Выпиши дословно из текста о поездке по Америке отрывок от «Въехав на пригорок, мы» до «превратившегося в камень.» включительно.

::: Текст документа

Владимир Познер - Одноэтажная Америка
Но Ильф и Петров побывали здесь, и это обязывало нас повторить их маршрут.
Въехав на пригорок, мы увидели темнеющий впереди предмет неправильной формы, лежащий на земле. Он был около двух метров в длину и метр в ширину. Что-то странное было в этой черной глыбе. Чувствовалась ее неподъемная тяжесть. Подъехав ближе, мы рассмотрели и увидели, что это обломок ствола гигантского дерева, превратившегося в камень.
Несколько минут спустя мы стояли на вершине утеса и рассматривали сотни окаменевших огромных деревьев, бывших когда-то частью тропического леса, который рос тут двести миллионов лет назад. Информационная табличка поясняла, что земля, на которой мы стоим, когда-то находилась около экватора, на тысячу миль южнее. Неужели наш континент и вправду передвигался?! Читая, ты понимаешь, что это факт, но поверить в это все равно не можешь. На миг ощущаешь, что ты сам — лишь маленькая песчинка на лике Земли. Мы с удивлением заметили, что невольно говорим друг с другом в каменном лесу шепотом, хотя здесь было некого тревожить. Мы спускались вниз по высохшему руслу реки среди обломков деревьев. Песчаная почва скользила под ногами. Стараясь не упасть, медленно и с опаской мы протягивали руки, чтобы потрогать каменных исполинов, прикоснуться к вечности.
Как-то я зашел в русскую церковь и стоял в сумраке при свечах. В золотых бликах двигались женщины, крестясь перед иконами. Пел священник. Я знал, что этой церкви несколько веков. Там тоже я почувствовал еще нечто, сконцентрированное в этом сжатом пространстве. Веру и надежду на что-то большее, бесконечное, берущее начало у истоков человеческого бытия.

::::::
::: Извлечённые данные

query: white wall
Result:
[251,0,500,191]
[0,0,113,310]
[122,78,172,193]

::::::

_Ответ_
Въехав на пригорок, мы увидели темнеющий впереди предмет неправильной формы, лежащий на земле. Он был около двух метров в длину и метр в ширину. Что-то странное было в этой черной глыбе. Чувствовалась ее неподъемная тяжесть. Подъехав ближе, мы рассмотрели и увидели, что это обломок ствола гигантского дерева, превратившегося в камень.